▶ _Exercise_:
Print the records exactly. Miss nothing.

= Beginning of Section =

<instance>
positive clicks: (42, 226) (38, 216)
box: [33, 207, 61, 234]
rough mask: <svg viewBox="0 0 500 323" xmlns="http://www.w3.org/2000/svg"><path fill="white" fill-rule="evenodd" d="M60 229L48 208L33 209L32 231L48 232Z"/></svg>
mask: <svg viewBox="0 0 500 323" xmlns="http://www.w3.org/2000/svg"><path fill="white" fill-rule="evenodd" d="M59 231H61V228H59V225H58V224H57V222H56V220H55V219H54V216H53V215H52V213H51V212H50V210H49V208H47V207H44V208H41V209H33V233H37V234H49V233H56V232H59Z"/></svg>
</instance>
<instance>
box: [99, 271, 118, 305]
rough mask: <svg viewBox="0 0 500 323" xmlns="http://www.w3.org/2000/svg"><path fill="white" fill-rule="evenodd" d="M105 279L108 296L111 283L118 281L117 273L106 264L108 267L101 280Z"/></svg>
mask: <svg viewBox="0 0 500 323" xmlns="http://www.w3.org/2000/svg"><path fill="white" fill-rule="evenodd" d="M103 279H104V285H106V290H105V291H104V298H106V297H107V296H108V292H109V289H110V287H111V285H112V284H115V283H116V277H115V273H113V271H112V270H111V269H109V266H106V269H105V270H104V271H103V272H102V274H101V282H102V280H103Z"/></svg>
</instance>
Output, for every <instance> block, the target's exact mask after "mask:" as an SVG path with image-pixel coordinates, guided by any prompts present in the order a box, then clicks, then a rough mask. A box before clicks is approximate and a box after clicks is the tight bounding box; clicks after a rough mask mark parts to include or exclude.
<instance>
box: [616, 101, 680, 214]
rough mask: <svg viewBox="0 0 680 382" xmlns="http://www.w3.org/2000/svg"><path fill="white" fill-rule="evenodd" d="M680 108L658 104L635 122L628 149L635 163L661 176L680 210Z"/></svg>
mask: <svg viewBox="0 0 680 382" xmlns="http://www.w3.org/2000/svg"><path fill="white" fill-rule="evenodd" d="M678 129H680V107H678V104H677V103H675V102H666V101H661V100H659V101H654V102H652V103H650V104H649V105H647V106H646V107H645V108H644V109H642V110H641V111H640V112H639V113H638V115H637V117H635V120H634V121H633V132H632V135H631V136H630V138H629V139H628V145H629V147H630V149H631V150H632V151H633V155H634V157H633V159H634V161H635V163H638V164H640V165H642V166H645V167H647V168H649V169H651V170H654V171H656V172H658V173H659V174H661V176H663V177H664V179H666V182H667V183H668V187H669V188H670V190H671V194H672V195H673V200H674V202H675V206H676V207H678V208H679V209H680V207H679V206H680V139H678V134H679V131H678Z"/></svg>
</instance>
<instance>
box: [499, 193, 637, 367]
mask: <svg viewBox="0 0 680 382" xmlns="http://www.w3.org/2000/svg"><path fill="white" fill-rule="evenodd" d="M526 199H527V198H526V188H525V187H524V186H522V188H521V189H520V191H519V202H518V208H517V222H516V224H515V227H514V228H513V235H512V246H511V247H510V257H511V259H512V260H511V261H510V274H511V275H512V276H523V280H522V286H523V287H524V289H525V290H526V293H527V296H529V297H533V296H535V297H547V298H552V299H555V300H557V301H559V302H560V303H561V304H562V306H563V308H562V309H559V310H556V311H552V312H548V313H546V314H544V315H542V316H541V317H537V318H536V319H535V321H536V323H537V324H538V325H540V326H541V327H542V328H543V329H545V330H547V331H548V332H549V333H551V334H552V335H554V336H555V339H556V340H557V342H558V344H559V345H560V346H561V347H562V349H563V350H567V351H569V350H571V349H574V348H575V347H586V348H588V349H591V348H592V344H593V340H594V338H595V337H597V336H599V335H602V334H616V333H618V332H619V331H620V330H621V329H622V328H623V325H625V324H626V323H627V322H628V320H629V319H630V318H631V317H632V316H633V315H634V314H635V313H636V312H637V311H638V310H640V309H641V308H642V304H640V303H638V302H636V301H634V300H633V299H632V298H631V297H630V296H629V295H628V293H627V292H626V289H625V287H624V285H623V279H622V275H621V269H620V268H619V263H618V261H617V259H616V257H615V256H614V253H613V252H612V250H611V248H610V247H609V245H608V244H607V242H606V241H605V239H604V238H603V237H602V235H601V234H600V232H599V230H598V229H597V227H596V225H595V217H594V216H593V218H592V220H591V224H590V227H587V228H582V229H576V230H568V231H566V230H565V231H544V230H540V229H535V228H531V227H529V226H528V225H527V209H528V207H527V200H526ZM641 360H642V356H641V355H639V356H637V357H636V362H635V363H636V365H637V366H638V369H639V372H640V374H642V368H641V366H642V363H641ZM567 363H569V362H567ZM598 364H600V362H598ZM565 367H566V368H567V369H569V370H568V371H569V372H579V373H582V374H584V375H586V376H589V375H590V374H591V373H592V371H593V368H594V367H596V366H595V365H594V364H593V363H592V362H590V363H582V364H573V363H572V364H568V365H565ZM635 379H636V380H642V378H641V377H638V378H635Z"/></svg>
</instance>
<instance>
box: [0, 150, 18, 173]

= End of Section =

▶ _Problem solution_:
<instance>
positive clicks: (42, 226) (38, 216)
box: [33, 207, 61, 234]
rough mask: <svg viewBox="0 0 500 323" xmlns="http://www.w3.org/2000/svg"><path fill="white" fill-rule="evenodd" d="M60 229L48 208L33 209L32 231L48 232Z"/></svg>
mask: <svg viewBox="0 0 500 323" xmlns="http://www.w3.org/2000/svg"><path fill="white" fill-rule="evenodd" d="M59 231H61V228H59V225H58V224H57V222H56V220H55V219H54V216H53V215H52V213H51V212H50V210H49V208H47V207H44V208H41V209H33V233H37V234H49V233H56V232H59Z"/></svg>
</instance>
<instance>
box: [99, 271, 118, 305]
rough mask: <svg viewBox="0 0 500 323" xmlns="http://www.w3.org/2000/svg"><path fill="white" fill-rule="evenodd" d="M105 279L108 296L111 283L118 281L117 273L106 264L108 267L101 280Z"/></svg>
mask: <svg viewBox="0 0 500 323" xmlns="http://www.w3.org/2000/svg"><path fill="white" fill-rule="evenodd" d="M103 279H104V285H106V290H105V291H104V298H106V297H107V296H108V292H109V289H110V287H111V285H112V284H115V283H116V277H115V273H113V271H112V270H111V269H109V266H106V269H105V270H104V271H103V272H102V274H101V282H102V280H103Z"/></svg>
</instance>
Output, for every <instance> block, the target's exact mask after "mask:" as an SVG path with image-pixel coordinates, guided by any prompts present in the order a box, then clicks, then a rough mask. A box before clicks is approximate and a box after clicks is the tight bounding box; clicks after a rough mask mark parts to include or exclude.
<instance>
box: [616, 101, 680, 214]
rough mask: <svg viewBox="0 0 680 382" xmlns="http://www.w3.org/2000/svg"><path fill="white" fill-rule="evenodd" d="M680 108L658 104L635 122L628 149L635 163L661 176L680 210Z"/></svg>
mask: <svg viewBox="0 0 680 382" xmlns="http://www.w3.org/2000/svg"><path fill="white" fill-rule="evenodd" d="M678 129H680V107H678V104H677V103H675V102H666V101H661V100H659V101H654V102H652V103H650V104H649V105H647V106H646V107H645V108H644V109H642V110H641V111H640V112H639V113H638V115H637V117H635V120H634V121H633V132H632V135H631V136H630V138H629V139H628V145H629V147H630V149H631V150H632V151H633V155H634V157H633V159H634V161H635V163H638V164H640V165H642V166H645V167H647V168H649V169H651V170H654V171H656V172H658V173H659V174H661V176H663V177H664V179H666V182H667V183H668V187H669V188H670V190H671V194H672V195H673V200H674V202H675V206H676V207H678V208H679V209H680V207H679V206H680V139H678V134H679V131H678Z"/></svg>
</instance>
<instance>
box: [499, 193, 637, 367]
mask: <svg viewBox="0 0 680 382" xmlns="http://www.w3.org/2000/svg"><path fill="white" fill-rule="evenodd" d="M526 199H527V198H526V188H525V187H524V186H522V188H521V189H520V191H519V202H518V208H517V222H516V224H515V227H514V228H513V235H512V246H511V247H510V257H511V259H512V260H511V261H510V274H511V275H512V276H523V280H522V286H523V287H524V289H525V290H526V293H527V296H529V297H533V296H535V297H547V298H552V299H555V300H557V301H559V302H560V303H561V304H562V306H563V308H562V309H559V310H556V311H552V312H548V313H546V314H544V315H542V316H541V317H537V318H536V319H535V321H536V323H537V324H538V325H540V326H541V327H542V328H543V329H545V330H547V331H548V332H549V333H551V334H552V335H554V336H555V339H556V340H557V342H558V344H559V345H560V346H561V347H562V349H563V350H567V351H569V350H571V349H574V348H575V347H586V348H588V349H591V348H592V344H593V340H594V338H595V337H597V336H599V335H602V334H616V333H618V332H619V331H620V330H621V329H622V328H623V325H625V324H626V323H627V322H628V320H629V319H630V318H631V317H632V316H633V315H634V314H635V313H636V312H637V311H638V310H640V309H641V308H642V304H640V303H638V302H636V301H634V300H633V299H632V298H631V297H630V296H629V295H628V293H627V292H626V289H625V287H624V285H623V279H622V275H621V269H620V268H619V263H618V261H617V259H616V257H615V256H614V253H613V252H612V250H611V248H610V247H609V245H608V244H607V242H606V241H605V239H604V238H603V237H602V235H601V234H600V232H599V230H598V229H597V227H596V225H595V217H594V216H593V218H592V220H591V224H590V227H587V228H582V229H576V230H568V231H566V230H565V231H544V230H540V229H535V228H531V227H529V226H528V225H527V209H528V207H527V200H526ZM641 360H642V356H641V355H639V356H637V357H636V362H635V363H636V365H637V366H638V369H639V372H640V374H642V368H641V366H642V363H641ZM567 363H569V362H567ZM598 364H600V362H598ZM565 367H566V368H567V369H569V370H568V371H569V372H579V373H582V374H584V375H586V376H589V375H590V374H591V373H592V371H593V368H594V367H596V366H595V365H594V364H593V363H592V362H590V363H582V364H573V363H572V364H568V365H565ZM635 379H636V380H642V378H641V377H638V378H635Z"/></svg>
</instance>
<instance>
box: [0, 150, 18, 173]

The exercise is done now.